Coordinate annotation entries
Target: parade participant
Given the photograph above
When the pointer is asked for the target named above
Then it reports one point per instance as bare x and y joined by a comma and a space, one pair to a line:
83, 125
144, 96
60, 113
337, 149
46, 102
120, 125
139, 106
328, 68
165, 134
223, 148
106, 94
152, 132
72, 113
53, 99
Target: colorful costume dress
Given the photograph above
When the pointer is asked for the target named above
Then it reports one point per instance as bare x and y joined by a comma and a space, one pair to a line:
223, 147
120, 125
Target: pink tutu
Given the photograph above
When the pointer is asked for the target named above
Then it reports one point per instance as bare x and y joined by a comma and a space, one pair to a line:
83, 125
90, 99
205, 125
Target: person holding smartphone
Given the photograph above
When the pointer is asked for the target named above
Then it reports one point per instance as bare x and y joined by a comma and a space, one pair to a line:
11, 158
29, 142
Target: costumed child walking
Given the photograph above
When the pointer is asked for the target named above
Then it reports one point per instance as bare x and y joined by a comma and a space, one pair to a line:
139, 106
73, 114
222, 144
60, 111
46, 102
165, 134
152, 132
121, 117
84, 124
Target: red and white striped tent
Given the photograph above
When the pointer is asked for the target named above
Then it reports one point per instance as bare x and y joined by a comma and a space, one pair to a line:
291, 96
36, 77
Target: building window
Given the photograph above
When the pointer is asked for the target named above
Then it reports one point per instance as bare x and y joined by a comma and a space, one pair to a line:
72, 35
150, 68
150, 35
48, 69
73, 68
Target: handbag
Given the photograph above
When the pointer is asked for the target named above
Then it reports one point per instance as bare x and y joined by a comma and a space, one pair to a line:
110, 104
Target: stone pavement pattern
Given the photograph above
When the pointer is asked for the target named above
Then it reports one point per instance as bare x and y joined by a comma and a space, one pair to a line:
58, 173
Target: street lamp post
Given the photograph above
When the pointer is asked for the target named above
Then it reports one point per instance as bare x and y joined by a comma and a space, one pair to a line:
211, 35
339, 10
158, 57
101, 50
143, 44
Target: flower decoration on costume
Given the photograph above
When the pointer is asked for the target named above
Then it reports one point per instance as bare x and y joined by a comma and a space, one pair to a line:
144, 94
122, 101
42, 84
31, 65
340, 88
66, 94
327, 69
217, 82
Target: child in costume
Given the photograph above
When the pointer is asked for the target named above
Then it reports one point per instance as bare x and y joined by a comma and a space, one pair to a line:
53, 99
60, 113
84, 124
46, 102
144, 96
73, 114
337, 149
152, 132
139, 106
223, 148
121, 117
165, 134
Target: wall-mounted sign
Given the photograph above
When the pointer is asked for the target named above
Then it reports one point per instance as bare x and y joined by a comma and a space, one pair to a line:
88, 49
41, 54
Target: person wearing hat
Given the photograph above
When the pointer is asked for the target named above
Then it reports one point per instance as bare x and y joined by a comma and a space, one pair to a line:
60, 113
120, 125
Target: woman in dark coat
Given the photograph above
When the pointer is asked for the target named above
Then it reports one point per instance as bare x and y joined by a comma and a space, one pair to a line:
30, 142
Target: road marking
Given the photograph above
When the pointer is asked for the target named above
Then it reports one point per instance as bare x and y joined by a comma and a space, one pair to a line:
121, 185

Problem description
Each record should come back exactly as written.

Answer below
Target: parade participant
Given the photograph above
When the pointer is asked for the target named above
Then it reports one point per instance as bare x and y joined by a comma and a space, one pair to a line:
83, 125
144, 96
60, 113
337, 149
46, 102
120, 125
139, 106
328, 68
165, 134
223, 148
106, 94
152, 132
72, 113
53, 99
Target: colorful costume dress
Given the photograph above
When the pointer is asked for the target named above
Then it reports one point per instance as bare x and y joined by a comma and a space, one pair to a line:
223, 147
120, 125
Target: pink tutu
Given the photograph above
When the pointer is asked for the target named above
Then it reports one point per instance as bare x and y joined by a comma and a space, one pair to a line:
83, 125
90, 99
205, 125
Target: person holding smartphone
Given the photograph above
When the pointer is asked for the target named above
Then it reports one point per instance as bare x and y joined by a comma and a space, one pair to a line:
11, 158
29, 142
Target: costumed child walking
Given the photograph above
When the pointer is asked for the target named above
Then it reports one point per instance as bare x and y joined by a comma and a space, one pair to a line:
139, 106
73, 114
222, 144
60, 111
46, 102
165, 134
152, 132
121, 117
84, 124
Target: red and white striped tent
Given the photograph above
When the pointer is asked for the target named above
Then it reports one point per instance as bare x and y joined by a comma and a space, one pair to a line:
291, 96
36, 77
Target: building window
Given the photograph above
When the pointer is asked for the target named above
Then it reports one point per instance as bare x and y joined by a comma and a space, one pair to a line:
72, 35
150, 68
150, 35
48, 69
73, 68
Target: handbag
Given the photograph above
When the pointer is asked for the target named above
Then it reports one point per instance as bare x and y joined by a comma and a space, one pair to a line:
110, 104
Target: stone pavement pattern
Given the photograph above
When the pointer is asked for the target named above
Then it reports one point per instance as bare x and y joined by a comma and a space, one pair to a line:
58, 173
Target: street lamp post
Given the photograph above
When the pointer is asked for the target named above
Then it reports one point per instance as bare x and y joined by a comma and a space, one pair to a line:
211, 35
339, 10
158, 57
101, 50
143, 44
Target: flower decoration on costume
Given the photograph above
When the pointer is asked for the target named above
Then it reports one point per instance as bare x and y joined by a comma and a space, one pair to a line:
144, 94
122, 101
42, 84
31, 65
340, 88
66, 94
327, 69
217, 82
Target: child in costume
Given the photograph above
When the pointer is asked for the target named above
Then it reports one point per instance as bare x and y joined by a comma and a space, one pair to a line:
53, 99
60, 113
84, 124
46, 102
144, 96
73, 114
337, 149
152, 132
139, 106
223, 148
121, 117
165, 134
Target: wall-mounted sign
Given the photograph above
When the pointer is asked for the target named above
Then it reports one point per instance as bare x and y joined by a comma and a space, one pair to a line:
88, 49
41, 54
Target: person wearing hat
Given the photograph above
When the pointer is asked for the target named above
Then it reports one point per instance as bare x and y joined by a comma and a space, one pair to a line:
60, 113
120, 125
Target: woman in dark coat
Given the photograph above
When the pointer is asked for the target named above
Then it reports one point per instance as bare x and y joined by a comma and a space, one pair to a line:
30, 142
Target: road marking
Given the photograph above
When the pointer is asked for the target named above
Then it reports one point per instance as bare x and y joined by a comma and a space, one pair to a line:
121, 185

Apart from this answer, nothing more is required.